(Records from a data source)

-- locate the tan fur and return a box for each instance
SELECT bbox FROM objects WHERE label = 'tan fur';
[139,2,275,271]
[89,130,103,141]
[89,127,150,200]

→ **PROBLEM DESCRIPTION**
The full set of records must be output again exactly.

→ **RESULT OF THE TASK**
-- locate the tan fur and return a box for each instance
SELECT bbox FROM objects WHERE label = 'tan fur';
[139,2,275,271]
[89,130,103,141]
[89,127,150,200]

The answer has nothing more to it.